→ **Verilen Metin**:
##########

Konut ve çatılı işyerlerine ilişkin kira sözleşmelerinde kira sözleşmesinin sona ermesi nedenlerinin birisi de kiracının yazılı olarak tahliye taahhüdünde bulunmasıdır. Kiracının yazılı olarak tahliye taahhüdünde bulunmasına ilişkin şartlar Türk Borçlar Kanunu’nun 352. maddesinin birinci fıkrası kapsamında düzenlenmiştir.
Kiraya veren tarafa usulüne uygun olarak tahliye taahhüdünde bulunan kiracı dürüstlük kuralı gereğince taahhüdüne uyarak belirttiği tarihte kiralanan taşınmazı tahliye ve teslim etmelidir.
Kiracının tahliye taahhüdüne aykırı hareket ederek taahhütte belirtilen tarihte kiralanan taşınmazı teslim etmemesi halinde kiraya veren taraf TBK m.352/1 gereğince bir aylık süre içerisinde tahliye taahhütnamesi ile icra takibi başlatabilir ya da dava açabilir. Kiraya verenin icra takibi yoluna başvurması durumunda kiracı yasal süresi içerisinde itirazda bulunursa takip duracaktır ve bu halde de kiraya veren tarafından itirazın kaldırılması ya da iptali için dava açılması gerekmektedir.

##########

→ **Kayıtlar**:
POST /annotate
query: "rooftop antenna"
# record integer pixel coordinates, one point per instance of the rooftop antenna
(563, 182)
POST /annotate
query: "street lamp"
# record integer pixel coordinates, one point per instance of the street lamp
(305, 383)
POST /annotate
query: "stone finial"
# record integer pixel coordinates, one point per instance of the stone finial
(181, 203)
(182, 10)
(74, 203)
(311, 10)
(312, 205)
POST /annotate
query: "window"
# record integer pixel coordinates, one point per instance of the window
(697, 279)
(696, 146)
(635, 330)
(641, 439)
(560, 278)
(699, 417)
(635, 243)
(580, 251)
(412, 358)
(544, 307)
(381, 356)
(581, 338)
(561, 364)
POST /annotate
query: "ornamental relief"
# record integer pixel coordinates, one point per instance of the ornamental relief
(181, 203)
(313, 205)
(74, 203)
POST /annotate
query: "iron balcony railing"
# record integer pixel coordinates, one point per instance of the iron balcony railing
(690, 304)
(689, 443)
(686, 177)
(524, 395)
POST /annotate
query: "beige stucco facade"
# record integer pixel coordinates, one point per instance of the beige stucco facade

##########

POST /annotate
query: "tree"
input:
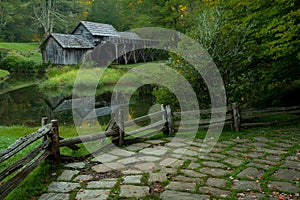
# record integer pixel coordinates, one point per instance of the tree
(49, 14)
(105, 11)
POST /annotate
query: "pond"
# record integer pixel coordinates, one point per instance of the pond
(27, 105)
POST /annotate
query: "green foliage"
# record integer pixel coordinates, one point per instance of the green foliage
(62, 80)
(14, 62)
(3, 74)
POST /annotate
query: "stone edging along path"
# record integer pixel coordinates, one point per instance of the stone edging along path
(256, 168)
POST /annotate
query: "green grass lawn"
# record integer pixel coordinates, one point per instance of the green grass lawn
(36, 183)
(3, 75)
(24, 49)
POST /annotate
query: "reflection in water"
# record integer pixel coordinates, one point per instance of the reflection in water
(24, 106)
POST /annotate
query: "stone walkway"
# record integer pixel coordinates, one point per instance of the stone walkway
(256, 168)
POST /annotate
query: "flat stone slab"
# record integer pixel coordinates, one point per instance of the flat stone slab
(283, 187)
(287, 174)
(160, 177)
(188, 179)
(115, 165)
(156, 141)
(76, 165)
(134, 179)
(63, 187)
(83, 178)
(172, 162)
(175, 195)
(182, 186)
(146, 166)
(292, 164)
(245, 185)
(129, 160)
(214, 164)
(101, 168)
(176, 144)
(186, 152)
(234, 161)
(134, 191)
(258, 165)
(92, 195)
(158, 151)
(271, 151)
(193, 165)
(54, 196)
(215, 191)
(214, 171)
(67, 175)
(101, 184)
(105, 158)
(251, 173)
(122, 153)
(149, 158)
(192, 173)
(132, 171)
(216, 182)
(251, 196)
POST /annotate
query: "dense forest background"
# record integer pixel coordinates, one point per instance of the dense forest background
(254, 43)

##########

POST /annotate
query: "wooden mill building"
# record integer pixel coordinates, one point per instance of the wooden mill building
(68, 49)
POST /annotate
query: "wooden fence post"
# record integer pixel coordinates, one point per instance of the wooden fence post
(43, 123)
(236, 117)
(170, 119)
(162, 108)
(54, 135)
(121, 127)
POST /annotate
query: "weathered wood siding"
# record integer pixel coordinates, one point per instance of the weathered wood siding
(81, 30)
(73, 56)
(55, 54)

##########

→ **Yazılı Görevler**:
a - Tahliye taahhüdüyle ilgili metne göre aşağıdaki ifadeler doğru mu? Her biri için evet ya da hayır deyin ve buna karar verdiren sözleri metinden değiştirmeden alıntılayın: (i) Kiracının yazılı tahliye taahhüdüne ilişkin şartlar Türk Borçlar Kanunu’nun 352. maddesinin birinci fıkrasında düzenlenmiştir. (ii) Kiracı taşınmazı teslim etmezse kiraya veren, icra takibi başlatmak ya da dava açmak için üç aylık bir süreye sahiptir. (iii) Kiracı icra takibine yasal süresi içinde itiraz ederse takip devam eder.
b - Tahliye taahhüdüyle ilgili metne göre, kiracı icra takibine yasal süresi içinde itiraz ederse kiraya verenin ne yapması gerekir?

→ **Çözüm Listesi**:
a -
(i) Evet: "Kiracının yazılı olarak tahliye taahhüdünde bulunmasına ilişkin şartlar Türk Borçlar Kanunu’nun 352. maddesinin birinci fıkrası kapsamında düzenlenmiştir."
(ii) Hayır: "kiraya veren taraf TBK m.352/1 gereğince bir aylık süre içerisinde tahliye taahhütnamesi ile icra takibi başlatabilir ya da dava açabilir."
(iii) Hayır: "kiracı yasal süresi içerisinde itirazda bulunursa takip duracaktır"

b - İtirazın kaldırılması ya da iptali için dava açması gerekir.